Request |
Which lines in the material below contain the word "ground"? Report every such line in full, and treat uppercase and lowercase as different.

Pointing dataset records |
========================

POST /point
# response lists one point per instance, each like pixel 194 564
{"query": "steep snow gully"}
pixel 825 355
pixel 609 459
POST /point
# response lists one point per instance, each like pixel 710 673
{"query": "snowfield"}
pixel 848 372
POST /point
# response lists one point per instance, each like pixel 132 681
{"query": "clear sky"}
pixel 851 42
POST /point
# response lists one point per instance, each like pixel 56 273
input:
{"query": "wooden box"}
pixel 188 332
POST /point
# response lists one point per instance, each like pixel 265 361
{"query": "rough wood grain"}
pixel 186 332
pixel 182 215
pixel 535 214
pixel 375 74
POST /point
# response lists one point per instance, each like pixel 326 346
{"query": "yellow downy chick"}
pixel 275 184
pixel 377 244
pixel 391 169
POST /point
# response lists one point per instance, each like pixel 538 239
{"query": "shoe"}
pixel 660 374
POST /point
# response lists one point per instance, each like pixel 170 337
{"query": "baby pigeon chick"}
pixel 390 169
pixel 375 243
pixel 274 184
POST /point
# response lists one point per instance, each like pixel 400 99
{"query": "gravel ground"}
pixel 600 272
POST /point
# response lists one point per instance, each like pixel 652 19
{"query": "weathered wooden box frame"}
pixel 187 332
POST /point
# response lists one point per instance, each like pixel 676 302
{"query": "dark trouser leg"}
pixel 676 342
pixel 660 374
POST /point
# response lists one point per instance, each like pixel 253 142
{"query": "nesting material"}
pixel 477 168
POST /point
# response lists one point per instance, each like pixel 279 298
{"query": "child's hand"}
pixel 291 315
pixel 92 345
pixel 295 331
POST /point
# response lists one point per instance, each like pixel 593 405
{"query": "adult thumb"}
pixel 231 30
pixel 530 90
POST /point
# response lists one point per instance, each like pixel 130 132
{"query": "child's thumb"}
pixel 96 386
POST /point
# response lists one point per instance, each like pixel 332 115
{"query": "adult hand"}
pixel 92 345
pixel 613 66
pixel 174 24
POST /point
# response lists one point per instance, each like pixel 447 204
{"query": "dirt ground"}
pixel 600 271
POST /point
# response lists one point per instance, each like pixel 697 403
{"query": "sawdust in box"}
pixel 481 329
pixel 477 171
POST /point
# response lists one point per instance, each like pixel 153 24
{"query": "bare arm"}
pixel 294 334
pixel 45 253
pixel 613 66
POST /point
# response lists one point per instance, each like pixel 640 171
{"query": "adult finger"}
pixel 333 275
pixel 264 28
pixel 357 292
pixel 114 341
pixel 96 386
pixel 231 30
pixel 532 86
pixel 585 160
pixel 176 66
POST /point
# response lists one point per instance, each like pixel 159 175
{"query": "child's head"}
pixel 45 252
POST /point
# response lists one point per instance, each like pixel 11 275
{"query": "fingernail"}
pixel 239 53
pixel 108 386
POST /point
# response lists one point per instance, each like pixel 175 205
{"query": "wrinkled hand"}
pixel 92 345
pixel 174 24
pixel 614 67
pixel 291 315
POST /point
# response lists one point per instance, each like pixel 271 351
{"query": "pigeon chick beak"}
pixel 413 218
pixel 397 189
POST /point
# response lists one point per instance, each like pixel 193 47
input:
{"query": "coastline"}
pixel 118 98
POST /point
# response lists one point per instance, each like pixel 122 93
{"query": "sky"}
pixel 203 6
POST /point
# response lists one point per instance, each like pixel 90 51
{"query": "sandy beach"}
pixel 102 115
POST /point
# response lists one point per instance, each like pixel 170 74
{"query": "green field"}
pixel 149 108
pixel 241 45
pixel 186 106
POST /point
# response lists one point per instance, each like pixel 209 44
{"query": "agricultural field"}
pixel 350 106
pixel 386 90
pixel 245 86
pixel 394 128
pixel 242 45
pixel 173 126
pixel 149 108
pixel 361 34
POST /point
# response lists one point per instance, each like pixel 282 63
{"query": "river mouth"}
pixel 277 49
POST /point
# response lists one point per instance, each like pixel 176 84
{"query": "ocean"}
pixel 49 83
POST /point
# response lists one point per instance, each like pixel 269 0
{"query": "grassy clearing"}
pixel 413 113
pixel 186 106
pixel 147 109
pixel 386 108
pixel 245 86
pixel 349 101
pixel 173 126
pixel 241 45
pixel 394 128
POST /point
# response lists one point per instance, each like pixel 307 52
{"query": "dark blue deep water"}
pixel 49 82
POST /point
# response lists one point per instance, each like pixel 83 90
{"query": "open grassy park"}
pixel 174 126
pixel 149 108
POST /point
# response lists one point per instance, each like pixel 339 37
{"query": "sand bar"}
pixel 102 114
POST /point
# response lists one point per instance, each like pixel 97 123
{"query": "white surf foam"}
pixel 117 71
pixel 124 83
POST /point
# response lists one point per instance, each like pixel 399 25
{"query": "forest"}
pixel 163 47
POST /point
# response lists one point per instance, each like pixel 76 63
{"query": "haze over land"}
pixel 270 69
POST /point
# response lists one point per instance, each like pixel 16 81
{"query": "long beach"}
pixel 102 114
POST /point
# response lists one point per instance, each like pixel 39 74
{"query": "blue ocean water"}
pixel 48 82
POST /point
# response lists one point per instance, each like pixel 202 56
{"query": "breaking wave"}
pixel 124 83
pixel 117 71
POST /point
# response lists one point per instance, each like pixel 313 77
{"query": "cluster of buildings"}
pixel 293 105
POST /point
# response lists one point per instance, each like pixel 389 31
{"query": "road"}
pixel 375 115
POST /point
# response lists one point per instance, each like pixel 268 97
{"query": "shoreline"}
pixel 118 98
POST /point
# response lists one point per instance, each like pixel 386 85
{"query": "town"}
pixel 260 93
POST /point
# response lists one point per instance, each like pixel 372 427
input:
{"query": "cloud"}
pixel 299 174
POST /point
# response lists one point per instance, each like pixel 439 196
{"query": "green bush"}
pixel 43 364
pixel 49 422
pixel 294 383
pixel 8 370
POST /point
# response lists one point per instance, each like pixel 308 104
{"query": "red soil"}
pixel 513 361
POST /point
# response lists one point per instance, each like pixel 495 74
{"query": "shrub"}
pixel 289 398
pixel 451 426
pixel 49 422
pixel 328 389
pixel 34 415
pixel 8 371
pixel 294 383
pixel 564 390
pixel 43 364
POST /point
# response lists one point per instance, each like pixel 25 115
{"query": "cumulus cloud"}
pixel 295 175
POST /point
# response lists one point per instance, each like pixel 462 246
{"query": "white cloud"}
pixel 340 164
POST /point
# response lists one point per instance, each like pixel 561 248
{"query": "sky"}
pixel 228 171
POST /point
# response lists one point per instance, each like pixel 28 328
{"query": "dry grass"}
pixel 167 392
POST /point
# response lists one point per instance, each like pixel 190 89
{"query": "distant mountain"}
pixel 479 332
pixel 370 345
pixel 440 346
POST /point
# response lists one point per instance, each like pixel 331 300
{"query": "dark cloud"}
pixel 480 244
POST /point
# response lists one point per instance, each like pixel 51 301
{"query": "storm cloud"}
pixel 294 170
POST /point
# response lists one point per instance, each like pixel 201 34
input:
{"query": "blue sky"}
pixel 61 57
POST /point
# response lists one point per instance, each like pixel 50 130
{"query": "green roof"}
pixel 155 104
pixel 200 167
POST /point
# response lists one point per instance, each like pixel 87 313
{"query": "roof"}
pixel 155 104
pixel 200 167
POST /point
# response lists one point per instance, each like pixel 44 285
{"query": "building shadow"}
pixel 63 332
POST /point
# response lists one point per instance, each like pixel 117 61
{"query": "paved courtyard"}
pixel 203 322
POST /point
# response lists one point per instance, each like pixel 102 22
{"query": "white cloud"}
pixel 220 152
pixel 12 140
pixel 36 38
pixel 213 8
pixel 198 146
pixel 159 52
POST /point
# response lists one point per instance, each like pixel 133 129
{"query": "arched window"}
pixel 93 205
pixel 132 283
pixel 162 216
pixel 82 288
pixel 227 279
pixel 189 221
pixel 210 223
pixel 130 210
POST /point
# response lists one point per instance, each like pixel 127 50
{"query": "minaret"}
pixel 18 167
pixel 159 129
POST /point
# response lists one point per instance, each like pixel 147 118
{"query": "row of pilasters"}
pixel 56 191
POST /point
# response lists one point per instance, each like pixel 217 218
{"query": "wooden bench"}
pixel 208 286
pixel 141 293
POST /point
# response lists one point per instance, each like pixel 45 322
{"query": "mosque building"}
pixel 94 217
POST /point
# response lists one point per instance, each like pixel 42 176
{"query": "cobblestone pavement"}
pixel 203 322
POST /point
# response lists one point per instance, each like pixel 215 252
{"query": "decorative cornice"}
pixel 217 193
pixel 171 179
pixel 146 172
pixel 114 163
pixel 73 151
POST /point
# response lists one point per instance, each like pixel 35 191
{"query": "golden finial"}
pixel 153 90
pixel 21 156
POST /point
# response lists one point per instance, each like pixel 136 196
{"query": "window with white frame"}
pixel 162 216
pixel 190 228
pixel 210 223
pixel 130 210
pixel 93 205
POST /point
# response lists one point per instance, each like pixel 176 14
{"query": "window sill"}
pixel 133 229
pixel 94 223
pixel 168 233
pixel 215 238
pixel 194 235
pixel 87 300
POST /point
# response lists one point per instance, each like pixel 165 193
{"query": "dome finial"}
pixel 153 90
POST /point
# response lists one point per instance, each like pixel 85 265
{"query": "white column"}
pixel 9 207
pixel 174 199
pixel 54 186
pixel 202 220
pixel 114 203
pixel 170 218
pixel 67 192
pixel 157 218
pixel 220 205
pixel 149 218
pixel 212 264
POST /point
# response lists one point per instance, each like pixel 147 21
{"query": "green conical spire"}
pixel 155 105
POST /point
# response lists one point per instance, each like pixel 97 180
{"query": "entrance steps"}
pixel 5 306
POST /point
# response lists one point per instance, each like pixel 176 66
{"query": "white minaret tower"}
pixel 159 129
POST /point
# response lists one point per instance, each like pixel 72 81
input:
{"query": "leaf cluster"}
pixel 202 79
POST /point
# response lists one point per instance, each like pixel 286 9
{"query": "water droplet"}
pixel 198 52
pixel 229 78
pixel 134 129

========================

Problem solution |
{"query": "gravel ground"}
{"query": "dirt ground"}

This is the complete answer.